> _ACTIVITY_:
The answer must be the full data, restated word for word, with no pictures in it.
>>>>
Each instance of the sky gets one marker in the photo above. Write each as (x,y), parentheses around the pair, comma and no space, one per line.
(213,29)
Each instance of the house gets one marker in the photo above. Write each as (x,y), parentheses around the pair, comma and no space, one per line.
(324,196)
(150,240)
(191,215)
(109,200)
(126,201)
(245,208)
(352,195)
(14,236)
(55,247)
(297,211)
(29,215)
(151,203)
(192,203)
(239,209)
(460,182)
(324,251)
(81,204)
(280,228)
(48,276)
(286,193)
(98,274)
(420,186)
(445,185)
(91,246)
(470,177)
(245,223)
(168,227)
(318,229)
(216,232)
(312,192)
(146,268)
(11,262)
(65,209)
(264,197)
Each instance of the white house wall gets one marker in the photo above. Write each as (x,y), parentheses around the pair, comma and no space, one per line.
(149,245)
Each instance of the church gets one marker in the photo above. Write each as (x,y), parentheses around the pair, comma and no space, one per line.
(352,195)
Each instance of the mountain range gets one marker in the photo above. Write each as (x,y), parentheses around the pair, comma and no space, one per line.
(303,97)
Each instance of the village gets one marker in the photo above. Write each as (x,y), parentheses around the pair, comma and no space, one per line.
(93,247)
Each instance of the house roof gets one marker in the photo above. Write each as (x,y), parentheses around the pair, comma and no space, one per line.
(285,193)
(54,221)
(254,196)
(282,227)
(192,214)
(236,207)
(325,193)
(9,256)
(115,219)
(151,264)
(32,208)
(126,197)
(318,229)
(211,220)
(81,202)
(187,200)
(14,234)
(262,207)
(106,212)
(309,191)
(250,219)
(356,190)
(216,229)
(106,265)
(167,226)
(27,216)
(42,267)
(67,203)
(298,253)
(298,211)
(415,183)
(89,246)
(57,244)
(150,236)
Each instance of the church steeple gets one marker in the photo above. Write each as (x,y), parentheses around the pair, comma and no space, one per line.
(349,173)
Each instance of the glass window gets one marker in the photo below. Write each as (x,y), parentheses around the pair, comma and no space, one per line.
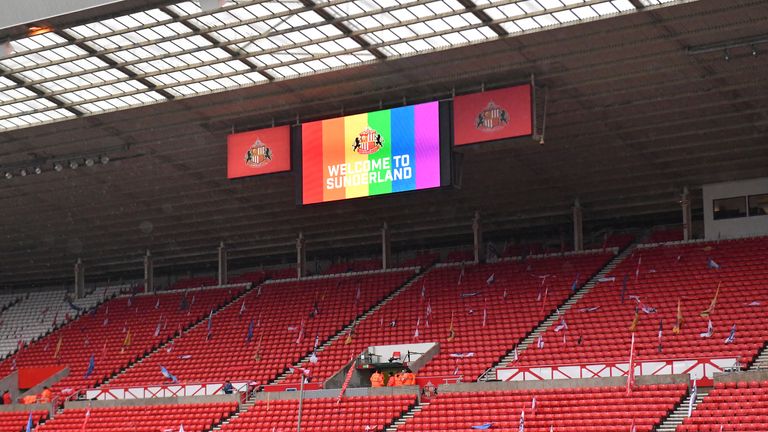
(728,208)
(758,205)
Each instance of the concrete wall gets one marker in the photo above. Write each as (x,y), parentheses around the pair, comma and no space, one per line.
(154,401)
(564,383)
(738,227)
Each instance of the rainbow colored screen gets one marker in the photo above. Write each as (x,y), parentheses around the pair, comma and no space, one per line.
(375,153)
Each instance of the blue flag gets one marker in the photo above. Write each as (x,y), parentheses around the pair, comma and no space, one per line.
(249,337)
(624,287)
(91,366)
(575,283)
(168,375)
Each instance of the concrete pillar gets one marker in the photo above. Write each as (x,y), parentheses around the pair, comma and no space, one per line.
(477,231)
(301,256)
(222,264)
(578,233)
(79,279)
(386,248)
(685,205)
(149,273)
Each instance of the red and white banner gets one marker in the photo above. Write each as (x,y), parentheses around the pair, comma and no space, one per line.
(697,368)
(258,152)
(492,115)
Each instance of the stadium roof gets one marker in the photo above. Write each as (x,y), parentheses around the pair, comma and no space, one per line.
(640,105)
(178,50)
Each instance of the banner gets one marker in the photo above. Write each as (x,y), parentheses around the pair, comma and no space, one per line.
(258,152)
(492,115)
(375,153)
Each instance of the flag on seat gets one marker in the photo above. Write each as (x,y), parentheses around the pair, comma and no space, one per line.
(661,334)
(635,321)
(679,322)
(167,374)
(694,392)
(731,337)
(249,335)
(624,287)
(91,366)
(709,332)
(705,313)
(631,369)
(87,416)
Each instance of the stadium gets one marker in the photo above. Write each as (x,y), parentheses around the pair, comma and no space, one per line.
(384,215)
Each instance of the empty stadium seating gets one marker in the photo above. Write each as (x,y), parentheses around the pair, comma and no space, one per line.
(194,418)
(320,415)
(667,274)
(741,406)
(602,409)
(40,312)
(279,310)
(507,322)
(15,421)
(104,335)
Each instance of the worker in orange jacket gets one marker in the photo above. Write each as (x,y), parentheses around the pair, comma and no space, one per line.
(377,379)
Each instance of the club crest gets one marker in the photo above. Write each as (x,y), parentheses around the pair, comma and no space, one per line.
(492,118)
(367,142)
(258,155)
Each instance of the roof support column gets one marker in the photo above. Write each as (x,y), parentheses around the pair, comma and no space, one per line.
(578,221)
(477,232)
(386,247)
(149,273)
(301,256)
(685,206)
(79,279)
(222,264)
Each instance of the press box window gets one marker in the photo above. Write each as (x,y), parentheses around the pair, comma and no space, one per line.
(758,205)
(729,208)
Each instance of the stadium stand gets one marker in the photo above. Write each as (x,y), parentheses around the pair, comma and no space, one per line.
(463,304)
(284,329)
(116,334)
(40,312)
(686,273)
(349,414)
(602,409)
(13,421)
(732,406)
(171,417)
<<<<
> _FINAL ANSWER_:
Each instance of the sky gets one marker in the photo above. Write each as (x,y), parentheses around the pair, comma and no space, one per line.
(213,29)
Each instance of the house gets one marker in the photo above. Write each as (x,y), parentheses around the pair, comma and no space, one per line.
(324,196)
(150,240)
(191,215)
(109,200)
(126,201)
(245,208)
(352,195)
(14,236)
(55,247)
(297,211)
(29,215)
(151,203)
(192,203)
(239,209)
(460,182)
(324,251)
(81,204)
(280,228)
(48,276)
(286,193)
(98,274)
(420,186)
(445,185)
(91,246)
(470,177)
(245,223)
(168,227)
(318,229)
(216,232)
(312,192)
(146,268)
(11,262)
(65,209)
(264,197)
Each instance of the white house wall gets one marker in the photo above. Write each as (x,y), parentheses around the pair, comma and no space, one per line.
(149,245)
Each instance of the church gets one marker in the photo above. Write each as (x,y), parentheses around the pair, comma and no space, one per line.
(352,195)
Each instance of the mountain range gets one marker in the photo above. Write each as (x,y), parentheses around the pair, comma and no space, one per line.
(303,97)
Each instance of the village gets one marker in the photo above. Write each as (x,y), parentheses around the pair, comma and no space, one per line.
(93,247)
Each instance of the house roof gets one marker in the photo above. Write each as (x,y), parentheses around the pair, comma and no space, one per line.
(285,193)
(54,221)
(254,196)
(282,227)
(192,214)
(236,207)
(325,193)
(9,256)
(115,219)
(151,264)
(32,208)
(126,197)
(318,229)
(211,220)
(81,202)
(187,200)
(14,234)
(262,207)
(106,212)
(309,191)
(250,219)
(356,190)
(216,229)
(106,265)
(167,226)
(27,216)
(42,267)
(67,203)
(298,253)
(298,211)
(415,183)
(89,246)
(57,244)
(150,236)
Each instance of the church steeple gets one marker in the photo above. Write each as (x,y), parentheses around the pair, comma and no space, one per line.
(349,173)
Each instance of the glass window gets one marker in the photo below. Write each as (x,y), parentheses around the pair, comma and no space, one per line.
(728,208)
(758,205)
Each instance of the concrete wall gets one marker in the photo above. Write each as (x,y), parentheses around the pair, comma and no space, one per line.
(154,401)
(564,383)
(738,227)
Each instance of the rainbow colored screen gets one marker in the photo above. Write each as (x,y), parentheses around the pair, comma and no space, one per line.
(375,153)
Each instance of the blue flag gets one marker in the photo above. Write each as (x,y), parentheses around the pair, comma and no space, one per line.
(249,337)
(624,287)
(91,366)
(575,283)
(168,375)
Each instance of the concrete pillar gets one marker in the photo above. Write each as (x,y), parentheses around the pair, comma and no space, one per line.
(477,231)
(301,256)
(222,264)
(578,233)
(79,279)
(386,248)
(685,205)
(149,273)
Each instance of the red and white banner gets one marker in the photo above. Write each as (x,y), parentheses around the pair, comma and no space, one per line.
(697,368)
(258,152)
(492,115)
Each instance of the stadium roof gets one marker in the photo above. Write each as (x,y), parentheses around the pair, comma and no space, one per line.
(640,105)
(178,50)
Each instance of the banner gets one marker in the photo above. Write each as (x,y), parentheses around the pair, comma and no space, one per line.
(258,152)
(492,115)
(375,153)
Each instance of the flag on seat gets one marker in the photo above. Write each as (x,y), parentheses around the pair, comma and no space, one per line.
(661,334)
(635,321)
(679,322)
(167,374)
(694,392)
(731,337)
(249,335)
(624,287)
(91,366)
(709,332)
(705,313)
(631,369)
(87,416)
Each instance of the stadium gets one marker in the photo above. Write each as (x,y), parentheses around the pair, comma and no space, one per line.
(384,215)
Each instance of the empty stadium seating gets one marker in the photo above. Write each as (x,y), parentheses around the pair, comma and no space, one per line.
(194,418)
(320,415)
(667,274)
(741,406)
(602,409)
(40,312)
(279,310)
(507,322)
(15,421)
(104,335)
Each instance of the worker in orange jacket gets one marker in the photo above. Write each as (x,y), parentheses around the pair, comma and no space, one per line.
(377,379)
Each instance of the club crest gets one marker in the photo above. Write each as (x,y), parentheses around the pair, comma and no space, one per line.
(492,118)
(367,142)
(258,155)
Each instance of the roof support column gets one marker in the photo above. Write each as (x,y), parentheses around the pair, comma and no space, one per line.
(578,221)
(477,232)
(386,247)
(149,273)
(301,256)
(685,206)
(79,279)
(222,264)
Each instance of the press box window gets one marker in the photo above. Write each as (x,y), parentheses around the pair, comma and no space, one per line.
(758,205)
(729,208)
Each instance of the stadium stand gets one marker in the photo above. Write each as (x,y), parentheses around the pair, comma and no space, one per line.
(463,304)
(284,329)
(116,334)
(40,312)
(686,273)
(349,414)
(602,409)
(13,421)
(732,406)
(171,417)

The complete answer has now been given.